Data to process:

* BEGIN *

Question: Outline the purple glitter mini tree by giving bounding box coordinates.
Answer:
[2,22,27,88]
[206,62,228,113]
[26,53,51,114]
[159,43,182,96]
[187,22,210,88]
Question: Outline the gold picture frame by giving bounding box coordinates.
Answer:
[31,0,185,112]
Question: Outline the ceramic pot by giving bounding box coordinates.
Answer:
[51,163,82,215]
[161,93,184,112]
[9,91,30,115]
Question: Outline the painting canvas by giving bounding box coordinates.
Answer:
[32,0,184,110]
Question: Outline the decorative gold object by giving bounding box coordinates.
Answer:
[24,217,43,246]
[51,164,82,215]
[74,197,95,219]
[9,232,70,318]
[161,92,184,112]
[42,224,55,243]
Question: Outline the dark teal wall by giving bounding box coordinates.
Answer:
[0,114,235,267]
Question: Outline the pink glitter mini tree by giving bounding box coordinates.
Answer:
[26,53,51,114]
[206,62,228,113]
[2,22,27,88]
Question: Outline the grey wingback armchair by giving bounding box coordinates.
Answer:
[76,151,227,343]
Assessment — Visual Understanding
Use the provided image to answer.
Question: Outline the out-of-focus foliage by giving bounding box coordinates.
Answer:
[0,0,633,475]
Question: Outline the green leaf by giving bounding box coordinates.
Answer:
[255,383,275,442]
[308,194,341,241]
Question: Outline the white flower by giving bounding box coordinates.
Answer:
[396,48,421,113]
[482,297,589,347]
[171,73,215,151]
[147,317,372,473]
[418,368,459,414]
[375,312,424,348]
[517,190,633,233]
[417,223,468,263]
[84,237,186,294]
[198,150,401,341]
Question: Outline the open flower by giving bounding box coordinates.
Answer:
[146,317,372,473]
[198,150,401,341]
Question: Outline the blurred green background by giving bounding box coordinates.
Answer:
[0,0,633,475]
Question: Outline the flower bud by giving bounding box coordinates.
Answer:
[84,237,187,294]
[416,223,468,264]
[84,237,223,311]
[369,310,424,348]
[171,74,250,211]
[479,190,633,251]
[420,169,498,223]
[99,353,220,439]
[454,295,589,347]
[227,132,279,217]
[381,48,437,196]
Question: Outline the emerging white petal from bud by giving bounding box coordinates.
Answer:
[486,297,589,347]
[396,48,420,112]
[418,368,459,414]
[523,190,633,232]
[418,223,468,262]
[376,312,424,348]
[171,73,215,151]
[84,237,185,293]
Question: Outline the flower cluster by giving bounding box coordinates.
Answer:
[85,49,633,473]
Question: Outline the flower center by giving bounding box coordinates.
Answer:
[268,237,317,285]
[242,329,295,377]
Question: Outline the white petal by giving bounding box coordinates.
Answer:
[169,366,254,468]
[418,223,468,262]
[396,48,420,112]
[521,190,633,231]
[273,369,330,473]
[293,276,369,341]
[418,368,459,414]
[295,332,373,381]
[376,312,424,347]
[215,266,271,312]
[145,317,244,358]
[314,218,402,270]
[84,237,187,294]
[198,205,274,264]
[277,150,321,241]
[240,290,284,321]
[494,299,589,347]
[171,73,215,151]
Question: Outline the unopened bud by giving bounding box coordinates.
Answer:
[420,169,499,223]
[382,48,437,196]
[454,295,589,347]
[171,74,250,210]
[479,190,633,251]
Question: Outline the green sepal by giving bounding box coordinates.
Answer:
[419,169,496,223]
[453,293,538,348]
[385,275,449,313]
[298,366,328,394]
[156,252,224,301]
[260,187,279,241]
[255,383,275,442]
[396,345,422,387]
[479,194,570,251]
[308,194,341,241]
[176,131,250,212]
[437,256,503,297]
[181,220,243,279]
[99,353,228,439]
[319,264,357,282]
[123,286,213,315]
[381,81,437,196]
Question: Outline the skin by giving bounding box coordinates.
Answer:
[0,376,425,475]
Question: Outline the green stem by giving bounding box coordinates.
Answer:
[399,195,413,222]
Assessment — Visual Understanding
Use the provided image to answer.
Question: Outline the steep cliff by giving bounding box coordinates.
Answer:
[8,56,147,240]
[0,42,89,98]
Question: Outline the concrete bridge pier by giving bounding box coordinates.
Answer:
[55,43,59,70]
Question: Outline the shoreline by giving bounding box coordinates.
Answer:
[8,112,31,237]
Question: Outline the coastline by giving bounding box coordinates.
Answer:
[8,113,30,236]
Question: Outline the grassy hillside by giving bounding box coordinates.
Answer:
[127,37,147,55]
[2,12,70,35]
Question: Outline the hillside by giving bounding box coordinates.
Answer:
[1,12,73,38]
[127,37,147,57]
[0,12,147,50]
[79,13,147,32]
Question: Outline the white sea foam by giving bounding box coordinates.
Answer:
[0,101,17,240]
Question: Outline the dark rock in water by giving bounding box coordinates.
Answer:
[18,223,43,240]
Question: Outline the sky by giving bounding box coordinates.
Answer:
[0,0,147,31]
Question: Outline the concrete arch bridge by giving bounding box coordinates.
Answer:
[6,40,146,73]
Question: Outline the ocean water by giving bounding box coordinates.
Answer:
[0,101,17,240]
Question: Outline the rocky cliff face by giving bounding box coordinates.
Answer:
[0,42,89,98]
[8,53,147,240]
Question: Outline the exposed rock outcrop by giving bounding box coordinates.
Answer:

* END *

Copy every line above without changing anything.

Question: Outline the purple glitter mini tree by giving bounding box coordinates.
Answer:
[2,22,27,88]
[206,62,228,113]
[26,53,51,114]
[159,43,182,96]
[187,22,210,88]
Question: Outline the gold picture frame by giving bounding box coordinates.
Answer:
[31,0,185,112]
Question: Outline the ceramic pot by giving bounding box coordinates.
Answer:
[51,163,82,215]
[161,93,184,112]
[9,91,30,115]
Question: Outline the painting canvas by giving bounding box coordinates.
Answer:
[32,0,184,110]
Question: Outline the decorative gold object by giving bounding box coordinates.
Answer:
[24,217,43,246]
[51,164,82,215]
[74,197,95,219]
[9,232,70,318]
[161,92,184,112]
[42,224,55,243]
Question: Outline the dark teal wall by giving bounding box coordinates.
Answer:
[0,114,235,267]
Question: Outline the pink glitter mini tree by giving bounding box coordinates.
Answer:
[26,53,51,114]
[206,62,228,113]
[2,22,27,88]
Question: Outline the grey wingback armchair by giving bounding box coordinates.
Answer:
[76,151,227,343]
Assessment — Visual Understanding
Use the provided image to answer.
Question: Outline the out-of-focus foliage by giving bounding box coordinates.
Answer:
[0,0,633,475]
Question: Outline the green leaf by giving bounding box coordinates.
Answer:
[255,383,275,442]
[308,194,341,241]
Question: Outline the white flower by giving bounding box coordinates.
Answer:
[396,48,421,113]
[482,297,589,347]
[171,73,215,151]
[147,317,372,473]
[418,368,459,414]
[375,312,424,348]
[517,190,633,233]
[417,223,468,263]
[84,237,186,294]
[198,150,401,341]
Question: Outline the open flower by giving bounding box coordinates.
Answer:
[146,317,372,473]
[198,150,401,341]
Question: Outline the blurred green background by giving bounding box coordinates.
Answer:
[0,0,633,475]
Question: Outline the flower bud by giving bounding box coordinates.
Answer:
[84,237,187,294]
[416,223,468,264]
[84,237,223,311]
[369,310,424,348]
[171,74,250,211]
[479,190,633,251]
[420,169,498,223]
[99,353,220,439]
[454,295,589,347]
[227,132,279,217]
[381,48,437,196]
Question: Outline the emerging white petal from bud by giving bounding box coordinates.
Answer:
[486,297,589,347]
[396,48,420,112]
[418,368,459,414]
[523,190,633,232]
[418,223,468,262]
[376,312,424,348]
[171,73,215,151]
[84,237,185,293]
Question: Outline the flower cluster by giving bounding box coordinates.
Answer:
[85,49,633,473]
Question: Outline the flower center by giving bounding box coordinates.
Answer:
[268,237,317,285]
[242,329,295,377]
Question: Outline the white petal by giving bounding box coordinates.
Answer:
[169,366,254,468]
[418,223,468,262]
[396,48,420,112]
[521,190,633,231]
[273,369,330,473]
[293,276,369,341]
[418,368,459,414]
[295,332,373,381]
[376,312,424,347]
[215,266,271,312]
[145,317,244,358]
[314,218,402,270]
[84,237,187,294]
[198,205,274,264]
[277,150,321,241]
[240,290,284,321]
[494,299,589,347]
[171,73,215,151]
Question: Outline the unopened bud by giving bounding box coordinates.
Answer:
[420,169,499,223]
[382,48,437,196]
[454,295,589,347]
[171,74,250,210]
[479,190,633,251]
Question: Outline the green sepal by giving bounding box coordinates.
Answer:
[419,169,496,223]
[453,293,538,348]
[385,275,449,313]
[298,366,328,394]
[156,252,224,301]
[260,187,279,241]
[255,383,275,442]
[396,345,422,387]
[479,194,570,251]
[308,194,341,241]
[176,131,250,212]
[437,256,503,297]
[181,220,243,279]
[99,353,228,439]
[319,264,357,282]
[123,286,213,315]
[381,81,437,196]
Question: Outline the skin by giving bounding box coordinates.
Answer:
[0,376,425,475]
Question: Outline the green stem by giving bounding box coordinates.
Answer:
[399,195,413,222]
Assessment — Visual Understanding
Use the provided image to answer.
Question: Outline the steep cliff by giving bounding box coordinates.
Answer:
[8,56,147,240]
[0,42,89,98]
Question: Outline the concrete bridge pier by giving bounding box coordinates.
Answer:
[55,43,59,70]
Question: Outline the shoreline by giving bounding box coordinates.
Answer:
[8,112,31,237]
Question: Outline the coastline by giving bounding box coordinates.
Answer:
[8,113,30,236]
Question: Outline the grassy hillside by giving bounding box coordinates.
Answer:
[127,37,147,55]
[2,12,70,35]
Question: Outline the hillside by giving bounding box coordinates.
Answer:
[1,12,73,38]
[127,37,147,57]
[0,12,147,50]
[79,13,147,32]
Question: Outline the white sea foam by giving bounding box coordinates.
Answer:
[0,101,17,240]
Question: Outline the dark rock in water by giving bounding box coordinates.
Answer:
[18,223,43,240]
Question: Outline the sky by giving bounding box coordinates.
Answer:
[0,0,147,31]
Question: Outline the concrete arch bridge by giving bounding box coordinates.
Answer:
[6,40,146,73]
Question: Outline the ocean water by giving bounding box coordinates.
Answer:
[0,101,17,240]
Question: Outline the rocky cliff face by giving bounding box coordinates.
Answer:
[0,42,89,98]
[8,53,147,240]
Question: Outline the exposed rock outcrop by giving bounding box coordinates.
Answer:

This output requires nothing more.